GIVEN INSTRUCTION
Edit the material so that "green foliage" becomes "green leaves", keeping every other line and character unchanged.

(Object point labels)
--- start ---
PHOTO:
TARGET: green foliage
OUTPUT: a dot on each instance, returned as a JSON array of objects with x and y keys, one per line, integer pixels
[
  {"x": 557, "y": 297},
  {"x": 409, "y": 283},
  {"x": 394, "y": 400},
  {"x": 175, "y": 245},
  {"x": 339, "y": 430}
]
--- end ---
REPLY TO THE EXERCISE
PHOTO:
TARGET: green leaves
OUTPUT: a dot on each instance, returned as a JSON array of objects with x and y keys, one per line, integer pixels
[
  {"x": 557, "y": 297},
  {"x": 409, "y": 283},
  {"x": 394, "y": 400},
  {"x": 175, "y": 245},
  {"x": 339, "y": 430}
]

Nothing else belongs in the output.